### Text block
>>>

According to estimates based on to McKinsey’s From Aisle to Algorithm, between 2019 and 2025, fragrance led the beauty industry growth at 8% per year in both mass and prestige. Haircare grew 6% driven by a 9% growth in prestige. Skincare grew 3% while makeup only experienced a 2% growth with both categories experiencing a 1% growth in prestige.

The three segments to invest in beauty: fragrance, prestige haircare and derma skincare

All fragrance price tiers have been growing significantly. In the luxury segment Amouage closed 2025 with revenue up 66% and retail sales above $430 million. At the entry point of prestige Kayali was the most popular brand on Sephora.com in 2025 according to data from customer reviews analytics firm rAIviews. In the mass category Lattafa built the largest Arab fragrance business on Amazon, being the top selling brand on Amazon globally in Q1 2026 according to data from Pattern. There is also Sol de Janeiro a brand which capitalized on body and hair mists under $40 to triple the brand past $1bn in sales.

In haircare, growth came mostly from the higher price tier. Consumers are increasingly buying scalp and treatment products with clinical backing that used to be reserved to salons. It’s the skincare playbook, arriving in hair a decade late.

<<<

### What to do
Reproduce the passage on beauty industry growth above in full, word for word.

### Data records
>>>

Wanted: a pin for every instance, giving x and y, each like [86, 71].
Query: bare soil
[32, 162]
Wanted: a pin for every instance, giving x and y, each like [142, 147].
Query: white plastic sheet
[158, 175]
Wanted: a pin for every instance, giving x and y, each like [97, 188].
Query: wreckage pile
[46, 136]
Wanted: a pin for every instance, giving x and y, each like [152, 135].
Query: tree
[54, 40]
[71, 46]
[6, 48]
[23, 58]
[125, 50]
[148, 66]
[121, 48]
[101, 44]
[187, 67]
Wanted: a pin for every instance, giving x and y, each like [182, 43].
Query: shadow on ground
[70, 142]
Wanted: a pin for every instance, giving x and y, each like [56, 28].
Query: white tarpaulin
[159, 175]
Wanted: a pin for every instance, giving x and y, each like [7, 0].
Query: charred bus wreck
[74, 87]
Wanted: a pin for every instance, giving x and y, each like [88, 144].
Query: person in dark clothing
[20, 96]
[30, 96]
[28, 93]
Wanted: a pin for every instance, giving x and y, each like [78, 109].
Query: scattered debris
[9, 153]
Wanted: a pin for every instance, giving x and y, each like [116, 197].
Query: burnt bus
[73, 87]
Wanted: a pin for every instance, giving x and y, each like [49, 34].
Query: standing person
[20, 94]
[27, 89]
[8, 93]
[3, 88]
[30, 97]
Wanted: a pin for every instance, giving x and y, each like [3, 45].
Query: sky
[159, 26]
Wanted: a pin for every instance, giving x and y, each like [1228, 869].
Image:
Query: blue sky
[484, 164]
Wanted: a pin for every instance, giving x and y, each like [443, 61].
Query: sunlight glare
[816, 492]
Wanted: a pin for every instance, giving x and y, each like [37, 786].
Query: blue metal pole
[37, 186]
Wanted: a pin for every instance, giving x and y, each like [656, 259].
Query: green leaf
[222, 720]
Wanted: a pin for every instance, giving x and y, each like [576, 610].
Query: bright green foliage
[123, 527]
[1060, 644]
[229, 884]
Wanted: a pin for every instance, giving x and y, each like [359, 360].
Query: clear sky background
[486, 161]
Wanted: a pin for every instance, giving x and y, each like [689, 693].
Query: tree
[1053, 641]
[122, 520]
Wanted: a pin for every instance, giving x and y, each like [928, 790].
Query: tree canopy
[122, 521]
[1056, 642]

<<<

### Response
According to estimates based on to McKinsey’s From Aisle to Algorithm, between 2019 and 2025, fragrance led the beauty industry growth at 8% per year in both mass and prestige. Haircare grew 6% driven by a 9% growth in prestige. Skincare grew 3% while makeup only experienced a 2% growth with both categories experiencing a 1% growth in prestige.

The three segments to invest in beauty: fragrance, prestige haircare and derma skincare

All fragrance price tiers have been growing significantly. In the luxury segment Amouage closed 2025 with revenue up 66% and retail sales above $430 million. At the entry point of prestige Kayali was the most popular brand on Sephora.com in 2025 according to data from customer reviews analytics firm rAIviews. In the mass category Lattafa built the largest Arab fragrance business on Amazon, being the top selling brand on Amazon globally in Q1 2026 according to data from Pattern. There is also Sol de Janeiro a brand which capitalized on body and hair mists under $40 to triple the brand past $1bn in sales.

In haircare, growth came mostly from the higher price tier. Consumers are increasingly buying scalp and treatment products with clinical backing that used to be reserved to salons. It’s the skincare playbook, arriving in hair a decade late.